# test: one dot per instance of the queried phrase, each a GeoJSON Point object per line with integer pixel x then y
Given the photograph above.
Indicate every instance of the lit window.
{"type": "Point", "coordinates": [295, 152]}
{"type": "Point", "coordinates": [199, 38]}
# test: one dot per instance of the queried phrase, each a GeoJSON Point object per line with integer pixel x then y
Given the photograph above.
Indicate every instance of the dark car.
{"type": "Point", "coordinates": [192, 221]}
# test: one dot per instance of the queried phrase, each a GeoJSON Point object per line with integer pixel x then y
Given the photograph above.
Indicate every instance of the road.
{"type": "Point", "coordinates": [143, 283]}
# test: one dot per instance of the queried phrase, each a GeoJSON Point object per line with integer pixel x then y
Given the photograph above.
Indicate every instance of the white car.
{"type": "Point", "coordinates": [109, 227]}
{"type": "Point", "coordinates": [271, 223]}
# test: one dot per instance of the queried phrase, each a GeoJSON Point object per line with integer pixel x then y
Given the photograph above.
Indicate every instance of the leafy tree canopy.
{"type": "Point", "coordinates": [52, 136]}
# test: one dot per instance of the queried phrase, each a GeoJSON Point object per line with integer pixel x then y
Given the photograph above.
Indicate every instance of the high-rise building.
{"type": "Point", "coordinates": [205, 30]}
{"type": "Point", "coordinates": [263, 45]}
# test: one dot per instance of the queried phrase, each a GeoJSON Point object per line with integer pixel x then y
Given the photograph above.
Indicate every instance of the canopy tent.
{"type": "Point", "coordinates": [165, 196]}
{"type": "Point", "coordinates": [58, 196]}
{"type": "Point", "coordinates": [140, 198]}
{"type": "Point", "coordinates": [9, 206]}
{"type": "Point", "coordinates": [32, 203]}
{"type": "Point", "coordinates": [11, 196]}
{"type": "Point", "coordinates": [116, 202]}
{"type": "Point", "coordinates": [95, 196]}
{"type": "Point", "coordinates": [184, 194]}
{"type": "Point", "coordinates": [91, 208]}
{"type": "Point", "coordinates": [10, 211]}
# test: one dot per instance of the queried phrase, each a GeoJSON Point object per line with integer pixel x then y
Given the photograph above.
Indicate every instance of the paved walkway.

+ + + +

All the entries above need to be reproduced exactly.

▶ [FULL OUTPUT]
# test: one dot per instance of the queried phrase, each a GeoJSON Point object per line with integer pixel x then y
Given the photograph above.
Indicate every instance of the lit window.
{"type": "Point", "coordinates": [295, 152]}
{"type": "Point", "coordinates": [199, 38]}
# test: one dot per instance of the queried phrase, each a GeoJSON Point object per line with integer pixel x then y
Given the photograph above.
Indicate every instance of the dark car.
{"type": "Point", "coordinates": [192, 221]}
# test: one dot per instance of the queried phrase, each a GeoJSON Point object per line with integer pixel x then y
Given the photograph above.
Indicate every instance of the road.
{"type": "Point", "coordinates": [143, 283]}
# test: one dot per instance of the queried phrase, each a GeoJSON Point object per line with integer pixel x then y
Given the photograph above.
Indicate every instance of the white car.
{"type": "Point", "coordinates": [109, 227]}
{"type": "Point", "coordinates": [271, 223]}
# test: one dot per instance of the queried phrase, each a GeoJSON Point object per line with integer pixel x then y
Given the photograph above.
Indicate every instance of the leafy tree canopy.
{"type": "Point", "coordinates": [52, 136]}
# test: one dot per instance of the queried phrase, each a GeoJSON Point object per line with integer pixel x then y
Given the photograph above.
Indicate every instance of the high-rise building.
{"type": "Point", "coordinates": [205, 30]}
{"type": "Point", "coordinates": [263, 45]}
# test: one dot per instance of the queried phrase, each a GeoJSON Point object per line with integer pixel x then y
Given the photograph above.
Indicate every instance of the canopy tent.
{"type": "Point", "coordinates": [165, 196]}
{"type": "Point", "coordinates": [58, 196]}
{"type": "Point", "coordinates": [140, 198]}
{"type": "Point", "coordinates": [9, 206]}
{"type": "Point", "coordinates": [32, 203]}
{"type": "Point", "coordinates": [11, 196]}
{"type": "Point", "coordinates": [116, 202]}
{"type": "Point", "coordinates": [95, 196]}
{"type": "Point", "coordinates": [184, 194]}
{"type": "Point", "coordinates": [91, 208]}
{"type": "Point", "coordinates": [10, 211]}
# test: one dot per instance of the queried phrase, each a GeoJSON Point object per line with integer pixel x then y
Given the photograph above.
Indicate every instance of the paved walkway.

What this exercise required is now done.